● Data to process:

● ● ●

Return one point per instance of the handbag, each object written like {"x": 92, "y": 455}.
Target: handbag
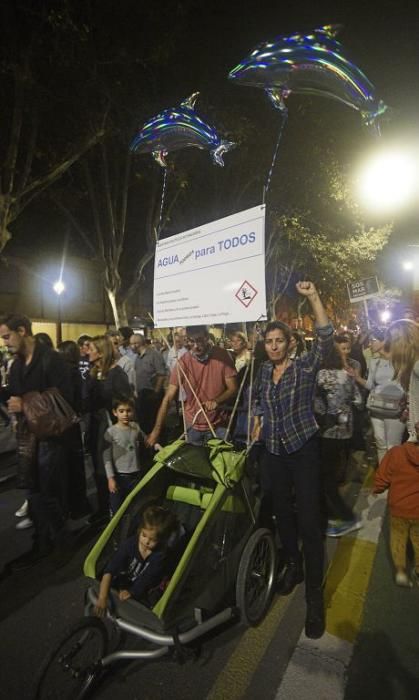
{"x": 387, "y": 403}
{"x": 26, "y": 452}
{"x": 47, "y": 413}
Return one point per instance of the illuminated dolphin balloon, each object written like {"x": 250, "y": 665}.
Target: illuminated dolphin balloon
{"x": 178, "y": 128}
{"x": 309, "y": 64}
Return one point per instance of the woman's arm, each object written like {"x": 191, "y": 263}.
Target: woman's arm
{"x": 308, "y": 290}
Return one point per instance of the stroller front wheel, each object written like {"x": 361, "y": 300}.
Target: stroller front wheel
{"x": 71, "y": 669}
{"x": 256, "y": 577}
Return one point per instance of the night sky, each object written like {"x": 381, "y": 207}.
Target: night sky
{"x": 380, "y": 37}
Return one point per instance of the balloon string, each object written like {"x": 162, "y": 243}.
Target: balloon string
{"x": 281, "y": 131}
{"x": 163, "y": 197}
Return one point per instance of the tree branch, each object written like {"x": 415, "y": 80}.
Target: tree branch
{"x": 42, "y": 182}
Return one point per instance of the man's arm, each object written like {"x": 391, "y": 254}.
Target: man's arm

● ● ●

● Exercise requirements: What is needed is an exact copy of every entry, with the pictures removed.

● Written response:
Return one point per instance of the handbag, each object written like {"x": 92, "y": 455}.
Target: handbag
{"x": 387, "y": 403}
{"x": 26, "y": 452}
{"x": 47, "y": 413}
Return one point per instance of the illuminated dolphin balloon, each object written like {"x": 250, "y": 665}.
Target: illuminated dolphin balloon
{"x": 178, "y": 128}
{"x": 309, "y": 64}
Return one point per instance of the woman's arm, each object written like {"x": 191, "y": 263}.
Target: woman's arm
{"x": 308, "y": 290}
Return one point per instance of the stroller front wheel, each object written like {"x": 361, "y": 300}.
Target: stroller front wheel
{"x": 71, "y": 669}
{"x": 256, "y": 577}
Return one point per instance of the night sky, each object written like {"x": 381, "y": 207}.
Target: night sky
{"x": 380, "y": 37}
Return one point per instance of the balloon string, each object written like {"x": 162, "y": 243}.
Target: balloon string
{"x": 281, "y": 131}
{"x": 163, "y": 197}
Return one point per instance of the tree branch, each object written like {"x": 415, "y": 80}.
Target: tree branch
{"x": 42, "y": 182}
Return one point per instance of the man's arm, each object written like {"x": 391, "y": 254}.
Target: man's arm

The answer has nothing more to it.